Rewrite the part that opens with the line containing "Target = stone masonry" and runs through the end of the rows, replacing "dirt path" with "gravel trail" and leaving everything else unchanged.

== Data to process ==

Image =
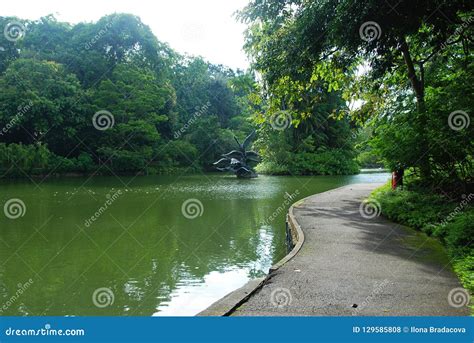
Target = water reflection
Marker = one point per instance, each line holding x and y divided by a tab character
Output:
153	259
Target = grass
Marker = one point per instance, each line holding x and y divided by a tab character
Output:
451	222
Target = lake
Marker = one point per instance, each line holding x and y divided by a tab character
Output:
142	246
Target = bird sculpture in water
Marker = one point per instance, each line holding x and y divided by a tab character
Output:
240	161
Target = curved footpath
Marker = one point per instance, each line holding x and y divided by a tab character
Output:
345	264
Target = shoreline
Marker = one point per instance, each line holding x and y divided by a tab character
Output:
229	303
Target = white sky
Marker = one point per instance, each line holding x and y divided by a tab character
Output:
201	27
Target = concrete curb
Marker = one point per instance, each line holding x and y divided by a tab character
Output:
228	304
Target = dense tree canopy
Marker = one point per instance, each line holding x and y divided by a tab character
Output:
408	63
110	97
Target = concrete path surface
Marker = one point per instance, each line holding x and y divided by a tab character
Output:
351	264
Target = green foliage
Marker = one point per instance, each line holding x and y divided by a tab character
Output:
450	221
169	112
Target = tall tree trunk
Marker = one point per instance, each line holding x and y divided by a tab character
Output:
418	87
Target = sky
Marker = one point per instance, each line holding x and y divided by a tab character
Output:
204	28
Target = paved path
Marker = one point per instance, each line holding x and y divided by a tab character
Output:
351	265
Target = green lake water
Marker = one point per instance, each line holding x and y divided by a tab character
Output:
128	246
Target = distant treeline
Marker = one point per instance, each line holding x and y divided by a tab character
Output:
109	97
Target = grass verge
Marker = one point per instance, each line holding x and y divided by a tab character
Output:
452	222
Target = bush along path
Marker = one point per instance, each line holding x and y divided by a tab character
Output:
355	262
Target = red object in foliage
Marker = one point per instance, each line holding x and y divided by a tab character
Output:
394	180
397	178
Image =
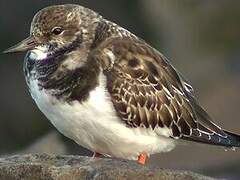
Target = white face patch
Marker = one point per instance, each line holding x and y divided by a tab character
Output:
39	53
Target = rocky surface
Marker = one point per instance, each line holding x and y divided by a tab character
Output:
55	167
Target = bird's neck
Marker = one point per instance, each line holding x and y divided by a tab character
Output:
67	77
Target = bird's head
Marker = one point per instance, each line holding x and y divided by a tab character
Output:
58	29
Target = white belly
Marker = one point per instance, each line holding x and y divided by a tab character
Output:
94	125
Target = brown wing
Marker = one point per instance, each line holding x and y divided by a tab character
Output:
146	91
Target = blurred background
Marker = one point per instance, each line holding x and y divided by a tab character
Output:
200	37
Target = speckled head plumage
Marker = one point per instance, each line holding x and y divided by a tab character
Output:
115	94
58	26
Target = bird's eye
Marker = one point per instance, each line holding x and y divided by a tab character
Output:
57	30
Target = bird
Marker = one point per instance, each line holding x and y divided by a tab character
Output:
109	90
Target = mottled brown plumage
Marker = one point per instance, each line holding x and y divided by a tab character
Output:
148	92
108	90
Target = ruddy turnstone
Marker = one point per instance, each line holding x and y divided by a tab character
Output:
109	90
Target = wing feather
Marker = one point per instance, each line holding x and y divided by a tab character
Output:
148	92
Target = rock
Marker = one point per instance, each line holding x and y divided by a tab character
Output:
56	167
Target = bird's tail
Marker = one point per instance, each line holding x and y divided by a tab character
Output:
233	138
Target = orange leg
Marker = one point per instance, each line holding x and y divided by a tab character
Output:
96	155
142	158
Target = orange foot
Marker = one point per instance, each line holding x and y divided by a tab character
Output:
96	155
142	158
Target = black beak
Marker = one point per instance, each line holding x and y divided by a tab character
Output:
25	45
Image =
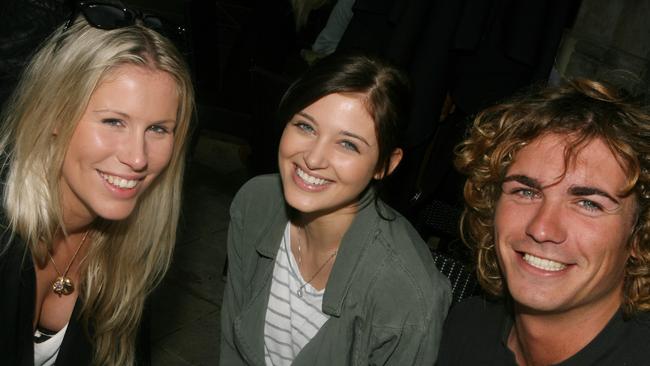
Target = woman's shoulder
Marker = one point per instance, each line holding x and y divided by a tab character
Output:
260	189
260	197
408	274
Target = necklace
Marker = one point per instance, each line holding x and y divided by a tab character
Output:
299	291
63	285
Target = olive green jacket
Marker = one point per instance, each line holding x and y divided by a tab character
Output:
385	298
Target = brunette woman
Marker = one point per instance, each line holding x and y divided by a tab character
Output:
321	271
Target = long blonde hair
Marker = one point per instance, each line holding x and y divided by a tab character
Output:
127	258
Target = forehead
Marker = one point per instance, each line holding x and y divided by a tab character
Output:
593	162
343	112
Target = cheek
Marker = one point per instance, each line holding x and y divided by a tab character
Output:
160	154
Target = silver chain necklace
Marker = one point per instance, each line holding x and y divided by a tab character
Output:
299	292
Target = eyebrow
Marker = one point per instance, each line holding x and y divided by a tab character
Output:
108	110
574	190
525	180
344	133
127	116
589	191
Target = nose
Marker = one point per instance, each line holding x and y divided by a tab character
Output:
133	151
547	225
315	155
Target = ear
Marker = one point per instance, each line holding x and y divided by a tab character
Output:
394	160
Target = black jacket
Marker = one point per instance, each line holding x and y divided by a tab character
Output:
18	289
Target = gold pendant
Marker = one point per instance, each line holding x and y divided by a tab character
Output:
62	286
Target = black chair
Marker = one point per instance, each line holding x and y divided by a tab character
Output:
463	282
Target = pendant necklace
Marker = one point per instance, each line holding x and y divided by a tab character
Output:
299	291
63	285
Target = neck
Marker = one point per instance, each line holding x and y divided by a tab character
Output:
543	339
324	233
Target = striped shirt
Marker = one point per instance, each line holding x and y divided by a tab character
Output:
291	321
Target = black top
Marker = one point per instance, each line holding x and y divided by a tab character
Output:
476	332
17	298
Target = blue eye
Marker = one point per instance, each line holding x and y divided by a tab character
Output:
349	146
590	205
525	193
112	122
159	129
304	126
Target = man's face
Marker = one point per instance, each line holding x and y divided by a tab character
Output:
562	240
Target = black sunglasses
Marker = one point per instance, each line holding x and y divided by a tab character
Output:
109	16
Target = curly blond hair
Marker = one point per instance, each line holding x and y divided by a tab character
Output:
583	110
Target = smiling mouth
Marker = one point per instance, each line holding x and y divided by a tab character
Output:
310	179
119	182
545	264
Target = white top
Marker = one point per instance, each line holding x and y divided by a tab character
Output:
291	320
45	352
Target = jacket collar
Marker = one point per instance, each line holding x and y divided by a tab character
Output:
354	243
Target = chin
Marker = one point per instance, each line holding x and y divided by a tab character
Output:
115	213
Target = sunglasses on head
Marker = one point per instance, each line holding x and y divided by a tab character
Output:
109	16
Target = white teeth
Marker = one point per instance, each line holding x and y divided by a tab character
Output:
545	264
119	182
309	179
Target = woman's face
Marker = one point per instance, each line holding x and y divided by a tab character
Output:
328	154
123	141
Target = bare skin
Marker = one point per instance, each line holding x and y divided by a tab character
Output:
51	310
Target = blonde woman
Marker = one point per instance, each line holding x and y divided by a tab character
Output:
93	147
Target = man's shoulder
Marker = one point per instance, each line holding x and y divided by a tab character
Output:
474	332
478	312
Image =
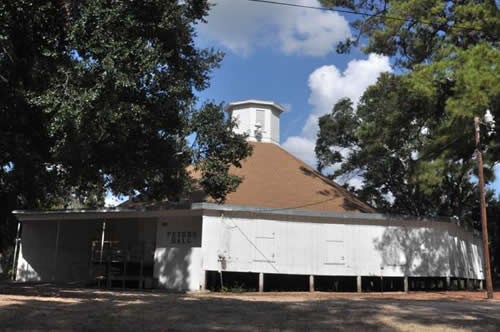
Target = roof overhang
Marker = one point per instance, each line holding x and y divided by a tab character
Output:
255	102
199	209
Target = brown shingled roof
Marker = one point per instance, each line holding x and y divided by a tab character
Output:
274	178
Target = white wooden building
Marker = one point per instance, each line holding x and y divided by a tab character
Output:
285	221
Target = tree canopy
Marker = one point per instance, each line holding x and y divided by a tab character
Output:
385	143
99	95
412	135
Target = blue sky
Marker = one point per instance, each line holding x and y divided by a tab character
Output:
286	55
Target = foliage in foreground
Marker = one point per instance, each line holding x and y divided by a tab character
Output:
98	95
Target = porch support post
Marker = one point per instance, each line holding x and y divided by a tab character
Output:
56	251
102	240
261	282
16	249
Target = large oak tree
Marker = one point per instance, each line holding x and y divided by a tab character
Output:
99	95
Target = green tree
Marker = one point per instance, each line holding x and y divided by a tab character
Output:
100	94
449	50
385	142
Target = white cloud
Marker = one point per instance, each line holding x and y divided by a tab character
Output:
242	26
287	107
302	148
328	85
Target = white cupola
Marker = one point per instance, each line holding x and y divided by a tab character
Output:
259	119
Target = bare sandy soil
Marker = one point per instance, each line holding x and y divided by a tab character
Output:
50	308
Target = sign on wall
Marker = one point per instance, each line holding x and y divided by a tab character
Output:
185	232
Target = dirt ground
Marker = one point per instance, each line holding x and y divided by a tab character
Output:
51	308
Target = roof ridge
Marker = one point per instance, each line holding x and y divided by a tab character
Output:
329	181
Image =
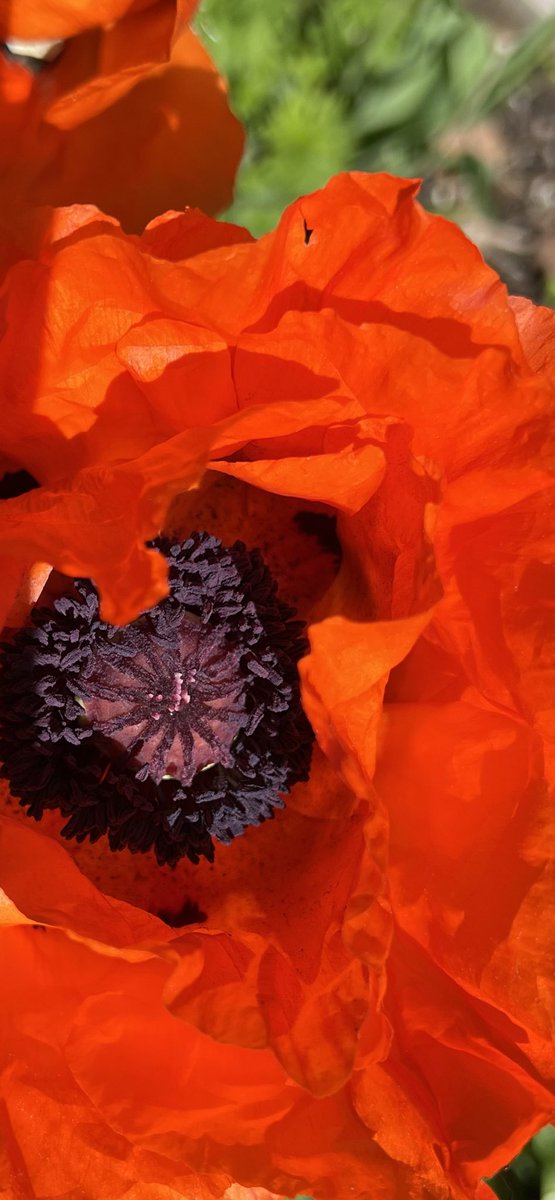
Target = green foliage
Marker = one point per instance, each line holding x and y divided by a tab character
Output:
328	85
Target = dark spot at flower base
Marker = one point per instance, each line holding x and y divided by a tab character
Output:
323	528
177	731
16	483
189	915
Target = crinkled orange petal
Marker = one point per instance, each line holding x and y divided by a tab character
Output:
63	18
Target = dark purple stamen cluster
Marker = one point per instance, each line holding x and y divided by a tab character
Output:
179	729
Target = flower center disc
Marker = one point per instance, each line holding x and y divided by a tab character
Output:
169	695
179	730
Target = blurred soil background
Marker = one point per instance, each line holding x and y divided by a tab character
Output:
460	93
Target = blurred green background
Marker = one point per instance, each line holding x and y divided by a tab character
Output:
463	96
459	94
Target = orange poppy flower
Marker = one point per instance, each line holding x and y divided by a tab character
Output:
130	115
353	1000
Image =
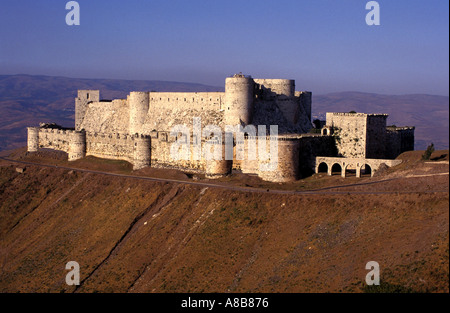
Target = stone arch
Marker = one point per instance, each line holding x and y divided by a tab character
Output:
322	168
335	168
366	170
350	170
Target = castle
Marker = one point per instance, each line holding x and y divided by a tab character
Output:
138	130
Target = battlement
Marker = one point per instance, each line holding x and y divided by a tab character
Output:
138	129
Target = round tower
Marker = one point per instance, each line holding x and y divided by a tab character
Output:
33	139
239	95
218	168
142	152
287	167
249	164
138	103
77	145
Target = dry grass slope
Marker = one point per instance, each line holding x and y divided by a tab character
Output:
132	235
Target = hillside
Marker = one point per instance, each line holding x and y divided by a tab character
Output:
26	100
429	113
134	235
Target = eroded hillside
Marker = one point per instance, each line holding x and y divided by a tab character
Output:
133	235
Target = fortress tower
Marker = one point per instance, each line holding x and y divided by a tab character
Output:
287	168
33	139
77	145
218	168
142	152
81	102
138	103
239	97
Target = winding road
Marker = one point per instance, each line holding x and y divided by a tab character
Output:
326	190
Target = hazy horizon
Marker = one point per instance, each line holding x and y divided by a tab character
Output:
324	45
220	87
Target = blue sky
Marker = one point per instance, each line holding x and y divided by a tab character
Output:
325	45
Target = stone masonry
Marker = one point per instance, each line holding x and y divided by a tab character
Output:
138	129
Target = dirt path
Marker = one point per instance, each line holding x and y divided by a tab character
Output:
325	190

===

## Answer for this exercise:
Target = stone masonry
Marker = one point per instance, each line holding x and y divided by a tab character
Output:
138	129
Target = gravel trail
Marker = one point per instance, each line holding x and y divided by a tab character
Output:
325	190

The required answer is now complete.